(Referring expression pointing data)
┄┄┄┄┄┄┄┄┄┄

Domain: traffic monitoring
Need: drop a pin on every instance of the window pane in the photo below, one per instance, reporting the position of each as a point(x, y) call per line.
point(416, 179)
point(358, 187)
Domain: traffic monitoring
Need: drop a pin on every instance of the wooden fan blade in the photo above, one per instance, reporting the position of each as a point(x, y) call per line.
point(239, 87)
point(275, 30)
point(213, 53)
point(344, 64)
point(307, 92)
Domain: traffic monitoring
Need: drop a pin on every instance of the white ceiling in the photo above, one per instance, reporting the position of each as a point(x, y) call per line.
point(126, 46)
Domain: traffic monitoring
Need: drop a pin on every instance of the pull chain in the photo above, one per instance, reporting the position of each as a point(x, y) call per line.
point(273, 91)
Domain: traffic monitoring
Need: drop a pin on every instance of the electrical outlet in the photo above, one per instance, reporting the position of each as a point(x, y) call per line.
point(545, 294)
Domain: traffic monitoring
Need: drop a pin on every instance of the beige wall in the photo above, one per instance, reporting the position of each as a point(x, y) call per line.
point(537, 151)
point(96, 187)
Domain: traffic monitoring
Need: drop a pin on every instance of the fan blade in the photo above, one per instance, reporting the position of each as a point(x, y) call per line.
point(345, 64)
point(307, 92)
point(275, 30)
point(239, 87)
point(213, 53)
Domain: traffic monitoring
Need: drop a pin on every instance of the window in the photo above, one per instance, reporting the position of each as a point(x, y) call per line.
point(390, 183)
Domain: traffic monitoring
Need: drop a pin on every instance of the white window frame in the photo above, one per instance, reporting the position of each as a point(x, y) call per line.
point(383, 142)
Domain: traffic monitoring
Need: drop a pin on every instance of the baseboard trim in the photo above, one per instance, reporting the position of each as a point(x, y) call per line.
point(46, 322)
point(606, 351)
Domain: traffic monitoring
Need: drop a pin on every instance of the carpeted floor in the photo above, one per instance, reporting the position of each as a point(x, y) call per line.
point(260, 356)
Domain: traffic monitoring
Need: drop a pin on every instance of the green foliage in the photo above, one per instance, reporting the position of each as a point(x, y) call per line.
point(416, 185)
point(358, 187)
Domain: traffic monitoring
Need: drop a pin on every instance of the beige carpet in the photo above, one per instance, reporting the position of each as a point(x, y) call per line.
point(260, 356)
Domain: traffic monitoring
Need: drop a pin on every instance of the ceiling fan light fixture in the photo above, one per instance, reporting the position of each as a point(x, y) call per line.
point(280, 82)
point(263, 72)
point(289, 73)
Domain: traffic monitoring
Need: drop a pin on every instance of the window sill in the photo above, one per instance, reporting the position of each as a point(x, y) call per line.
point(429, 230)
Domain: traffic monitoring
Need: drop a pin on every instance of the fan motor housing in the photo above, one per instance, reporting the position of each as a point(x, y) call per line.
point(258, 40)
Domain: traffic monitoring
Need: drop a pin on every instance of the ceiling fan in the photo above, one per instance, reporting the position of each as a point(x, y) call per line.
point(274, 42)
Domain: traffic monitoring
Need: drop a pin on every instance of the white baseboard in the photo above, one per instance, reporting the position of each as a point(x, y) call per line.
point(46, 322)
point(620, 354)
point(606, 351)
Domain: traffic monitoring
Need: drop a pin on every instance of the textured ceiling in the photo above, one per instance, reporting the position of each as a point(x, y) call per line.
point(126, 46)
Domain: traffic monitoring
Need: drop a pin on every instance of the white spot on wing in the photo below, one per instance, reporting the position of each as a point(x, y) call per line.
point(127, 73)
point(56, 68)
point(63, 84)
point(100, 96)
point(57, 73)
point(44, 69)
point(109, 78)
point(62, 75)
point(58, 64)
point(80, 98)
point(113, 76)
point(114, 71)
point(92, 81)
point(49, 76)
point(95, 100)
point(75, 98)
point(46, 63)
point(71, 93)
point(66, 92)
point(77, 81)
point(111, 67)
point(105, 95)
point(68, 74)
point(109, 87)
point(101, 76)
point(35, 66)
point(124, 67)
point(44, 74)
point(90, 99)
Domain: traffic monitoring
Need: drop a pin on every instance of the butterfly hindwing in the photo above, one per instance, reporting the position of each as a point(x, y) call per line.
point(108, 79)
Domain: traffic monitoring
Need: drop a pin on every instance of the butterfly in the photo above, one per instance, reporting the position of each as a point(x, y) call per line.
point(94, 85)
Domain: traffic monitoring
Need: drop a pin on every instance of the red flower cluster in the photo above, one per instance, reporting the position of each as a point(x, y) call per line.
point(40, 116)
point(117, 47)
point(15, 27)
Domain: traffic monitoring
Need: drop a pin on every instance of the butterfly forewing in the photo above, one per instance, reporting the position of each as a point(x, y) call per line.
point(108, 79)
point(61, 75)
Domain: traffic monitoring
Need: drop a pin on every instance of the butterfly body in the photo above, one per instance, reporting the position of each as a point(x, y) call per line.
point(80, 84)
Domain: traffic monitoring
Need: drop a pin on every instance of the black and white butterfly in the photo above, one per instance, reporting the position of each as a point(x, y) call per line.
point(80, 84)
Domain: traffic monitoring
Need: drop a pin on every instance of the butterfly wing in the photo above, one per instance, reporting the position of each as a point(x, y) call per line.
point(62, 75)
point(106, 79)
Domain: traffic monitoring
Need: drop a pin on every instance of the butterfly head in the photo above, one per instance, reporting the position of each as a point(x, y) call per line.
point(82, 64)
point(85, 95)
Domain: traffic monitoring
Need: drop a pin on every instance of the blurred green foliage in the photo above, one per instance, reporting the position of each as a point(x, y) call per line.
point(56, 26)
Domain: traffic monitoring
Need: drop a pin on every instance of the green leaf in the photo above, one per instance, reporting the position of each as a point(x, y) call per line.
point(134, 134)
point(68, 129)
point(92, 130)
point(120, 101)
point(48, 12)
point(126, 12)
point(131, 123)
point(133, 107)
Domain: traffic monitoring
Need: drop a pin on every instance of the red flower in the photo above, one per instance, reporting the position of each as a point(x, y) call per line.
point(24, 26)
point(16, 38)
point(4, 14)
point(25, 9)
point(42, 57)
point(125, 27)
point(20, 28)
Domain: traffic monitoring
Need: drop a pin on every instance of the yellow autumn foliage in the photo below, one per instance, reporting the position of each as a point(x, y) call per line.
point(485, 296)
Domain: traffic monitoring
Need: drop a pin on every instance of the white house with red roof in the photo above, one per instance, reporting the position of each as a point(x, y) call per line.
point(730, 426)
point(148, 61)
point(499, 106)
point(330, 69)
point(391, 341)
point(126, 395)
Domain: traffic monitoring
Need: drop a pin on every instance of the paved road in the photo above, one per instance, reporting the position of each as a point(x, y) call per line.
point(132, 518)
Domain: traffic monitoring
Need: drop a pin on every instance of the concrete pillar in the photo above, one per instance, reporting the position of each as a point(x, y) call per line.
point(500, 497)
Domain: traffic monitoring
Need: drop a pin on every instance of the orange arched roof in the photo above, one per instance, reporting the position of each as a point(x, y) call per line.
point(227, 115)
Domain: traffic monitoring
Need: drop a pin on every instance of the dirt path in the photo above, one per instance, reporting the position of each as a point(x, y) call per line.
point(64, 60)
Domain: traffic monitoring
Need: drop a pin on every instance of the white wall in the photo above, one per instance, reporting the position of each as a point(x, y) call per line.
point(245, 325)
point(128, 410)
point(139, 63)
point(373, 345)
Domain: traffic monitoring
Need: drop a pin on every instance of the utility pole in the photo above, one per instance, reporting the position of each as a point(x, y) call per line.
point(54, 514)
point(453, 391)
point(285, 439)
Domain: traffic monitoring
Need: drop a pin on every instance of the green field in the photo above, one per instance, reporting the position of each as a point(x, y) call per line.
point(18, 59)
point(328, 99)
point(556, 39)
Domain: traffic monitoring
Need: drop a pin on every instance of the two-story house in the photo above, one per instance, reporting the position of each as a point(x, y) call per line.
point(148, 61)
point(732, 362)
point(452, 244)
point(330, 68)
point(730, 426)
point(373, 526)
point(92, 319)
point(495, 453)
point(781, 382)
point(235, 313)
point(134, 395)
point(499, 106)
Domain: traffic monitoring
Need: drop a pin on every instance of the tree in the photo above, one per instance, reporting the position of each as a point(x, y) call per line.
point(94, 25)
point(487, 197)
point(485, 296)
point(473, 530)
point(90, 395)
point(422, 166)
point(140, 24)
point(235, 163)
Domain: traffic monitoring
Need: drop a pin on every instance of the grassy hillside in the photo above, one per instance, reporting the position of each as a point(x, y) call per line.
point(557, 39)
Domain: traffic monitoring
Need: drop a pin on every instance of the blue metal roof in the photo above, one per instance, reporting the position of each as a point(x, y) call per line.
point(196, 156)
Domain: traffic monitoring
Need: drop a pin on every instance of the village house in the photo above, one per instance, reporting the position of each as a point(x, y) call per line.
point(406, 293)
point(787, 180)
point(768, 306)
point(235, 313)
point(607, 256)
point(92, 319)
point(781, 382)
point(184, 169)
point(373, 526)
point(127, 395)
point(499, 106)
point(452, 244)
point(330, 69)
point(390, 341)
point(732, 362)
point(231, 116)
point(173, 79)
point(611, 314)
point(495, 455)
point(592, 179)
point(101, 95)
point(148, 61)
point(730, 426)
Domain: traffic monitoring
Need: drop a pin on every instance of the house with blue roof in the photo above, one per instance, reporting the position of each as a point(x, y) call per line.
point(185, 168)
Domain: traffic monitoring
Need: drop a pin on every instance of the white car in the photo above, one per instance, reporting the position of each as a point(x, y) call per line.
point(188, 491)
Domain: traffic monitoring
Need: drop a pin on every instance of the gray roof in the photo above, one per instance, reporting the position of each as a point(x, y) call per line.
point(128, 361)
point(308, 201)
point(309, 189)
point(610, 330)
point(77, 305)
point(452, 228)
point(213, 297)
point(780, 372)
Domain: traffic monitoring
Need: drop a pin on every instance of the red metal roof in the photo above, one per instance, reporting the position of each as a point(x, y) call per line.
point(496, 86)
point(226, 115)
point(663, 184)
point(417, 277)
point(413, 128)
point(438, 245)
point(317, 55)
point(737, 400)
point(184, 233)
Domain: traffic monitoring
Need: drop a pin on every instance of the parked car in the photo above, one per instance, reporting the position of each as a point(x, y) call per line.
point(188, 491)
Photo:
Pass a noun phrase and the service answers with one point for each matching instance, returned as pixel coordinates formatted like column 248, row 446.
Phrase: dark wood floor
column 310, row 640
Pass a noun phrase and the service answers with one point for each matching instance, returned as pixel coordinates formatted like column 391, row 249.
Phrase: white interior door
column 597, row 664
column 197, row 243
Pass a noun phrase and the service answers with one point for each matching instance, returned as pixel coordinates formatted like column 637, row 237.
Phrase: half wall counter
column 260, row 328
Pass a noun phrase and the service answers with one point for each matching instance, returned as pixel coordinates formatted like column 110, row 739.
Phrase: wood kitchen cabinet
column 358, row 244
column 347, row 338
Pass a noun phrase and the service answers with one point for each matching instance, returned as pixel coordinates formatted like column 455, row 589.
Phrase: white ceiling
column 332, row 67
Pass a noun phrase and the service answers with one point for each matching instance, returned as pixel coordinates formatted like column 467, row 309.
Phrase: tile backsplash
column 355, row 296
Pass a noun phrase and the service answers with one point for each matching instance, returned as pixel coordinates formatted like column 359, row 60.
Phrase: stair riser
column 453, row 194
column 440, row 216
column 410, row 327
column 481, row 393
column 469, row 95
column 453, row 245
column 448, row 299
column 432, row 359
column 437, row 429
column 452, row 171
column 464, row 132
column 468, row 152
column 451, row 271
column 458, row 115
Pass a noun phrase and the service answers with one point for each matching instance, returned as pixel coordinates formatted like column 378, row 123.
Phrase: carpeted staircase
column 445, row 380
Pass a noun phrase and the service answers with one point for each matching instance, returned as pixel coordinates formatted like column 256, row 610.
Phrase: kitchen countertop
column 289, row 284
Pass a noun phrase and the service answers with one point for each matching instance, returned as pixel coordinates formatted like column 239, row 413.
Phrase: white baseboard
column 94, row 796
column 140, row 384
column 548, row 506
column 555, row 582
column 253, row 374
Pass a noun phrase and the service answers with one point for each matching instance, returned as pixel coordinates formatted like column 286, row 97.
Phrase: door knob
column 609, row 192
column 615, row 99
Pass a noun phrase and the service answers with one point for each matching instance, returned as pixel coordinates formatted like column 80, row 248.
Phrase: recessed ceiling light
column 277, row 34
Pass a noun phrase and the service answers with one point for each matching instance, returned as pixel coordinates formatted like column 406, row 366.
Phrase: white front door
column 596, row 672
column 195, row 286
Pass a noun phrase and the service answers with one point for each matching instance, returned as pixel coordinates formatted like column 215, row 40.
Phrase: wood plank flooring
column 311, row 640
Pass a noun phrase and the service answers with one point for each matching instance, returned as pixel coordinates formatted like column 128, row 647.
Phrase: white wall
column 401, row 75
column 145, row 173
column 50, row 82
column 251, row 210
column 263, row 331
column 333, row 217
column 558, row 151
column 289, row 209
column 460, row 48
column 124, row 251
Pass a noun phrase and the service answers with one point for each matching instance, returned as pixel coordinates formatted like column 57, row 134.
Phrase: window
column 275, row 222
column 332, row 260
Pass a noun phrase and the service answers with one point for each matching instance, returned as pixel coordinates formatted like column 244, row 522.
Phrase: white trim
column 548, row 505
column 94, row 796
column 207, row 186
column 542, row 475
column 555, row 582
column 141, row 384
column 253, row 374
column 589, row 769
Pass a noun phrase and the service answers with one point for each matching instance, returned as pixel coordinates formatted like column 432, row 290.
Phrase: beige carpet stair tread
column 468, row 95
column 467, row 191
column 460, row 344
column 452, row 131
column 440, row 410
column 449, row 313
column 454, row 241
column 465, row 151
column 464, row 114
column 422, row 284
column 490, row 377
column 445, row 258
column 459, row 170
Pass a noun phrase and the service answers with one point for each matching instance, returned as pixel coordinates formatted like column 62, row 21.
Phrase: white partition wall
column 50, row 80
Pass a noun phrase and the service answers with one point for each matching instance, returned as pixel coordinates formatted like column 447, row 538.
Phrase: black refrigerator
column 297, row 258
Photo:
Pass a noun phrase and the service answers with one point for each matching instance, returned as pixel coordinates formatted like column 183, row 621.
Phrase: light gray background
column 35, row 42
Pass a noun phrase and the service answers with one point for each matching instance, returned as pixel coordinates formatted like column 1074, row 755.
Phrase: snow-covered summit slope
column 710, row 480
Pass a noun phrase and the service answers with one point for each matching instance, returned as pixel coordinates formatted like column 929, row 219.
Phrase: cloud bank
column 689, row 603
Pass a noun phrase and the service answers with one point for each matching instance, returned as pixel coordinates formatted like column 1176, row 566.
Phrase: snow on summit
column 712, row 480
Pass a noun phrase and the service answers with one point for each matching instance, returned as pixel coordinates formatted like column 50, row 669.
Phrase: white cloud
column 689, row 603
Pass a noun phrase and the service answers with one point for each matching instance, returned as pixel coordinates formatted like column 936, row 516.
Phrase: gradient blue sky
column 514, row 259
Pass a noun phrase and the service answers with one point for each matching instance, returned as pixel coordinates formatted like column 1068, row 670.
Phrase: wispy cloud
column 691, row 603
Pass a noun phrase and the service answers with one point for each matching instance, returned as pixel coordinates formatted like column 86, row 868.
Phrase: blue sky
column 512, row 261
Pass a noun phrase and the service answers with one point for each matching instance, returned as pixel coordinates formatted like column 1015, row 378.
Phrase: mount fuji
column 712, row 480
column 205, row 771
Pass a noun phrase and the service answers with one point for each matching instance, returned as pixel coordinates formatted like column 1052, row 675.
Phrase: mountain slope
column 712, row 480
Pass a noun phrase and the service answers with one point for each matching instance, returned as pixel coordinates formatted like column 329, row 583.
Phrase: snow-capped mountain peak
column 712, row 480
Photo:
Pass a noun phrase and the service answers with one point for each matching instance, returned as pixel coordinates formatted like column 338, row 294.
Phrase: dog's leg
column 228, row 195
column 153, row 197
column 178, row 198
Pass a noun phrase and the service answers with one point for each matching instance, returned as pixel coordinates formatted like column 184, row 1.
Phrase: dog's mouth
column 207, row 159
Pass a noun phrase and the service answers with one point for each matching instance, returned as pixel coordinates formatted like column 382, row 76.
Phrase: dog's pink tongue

┄┄┄┄┄┄┄┄┄┄

_Prompt_.
Quote verbatim the line containing "329, row 583." and every line after it through the end of the records above.

_Your response_.
Pass a noun phrase and the service answers with one point for each matching instance, returned as pixel coordinates formatted like column 329, row 583.
Phrase: snow-capped mountain peak
column 712, row 480
Photo:
Pass a noun phrase and the service answers with one point for each matching instance, returned as pixel coordinates formatted like column 338, row 294.
Phrase: dog's leg
column 228, row 195
column 153, row 197
column 178, row 198
Pass a noun phrase and the service answers with one point for each matching instance, returned as pixel coordinates formatted like column 184, row 1.
Phrase: dog's mouth
column 207, row 159
Pass a noun phrase and the service answers with one point for each matching instance, returned as pixel coordinates formatted like column 382, row 76.
Phrase: dog's pink tongue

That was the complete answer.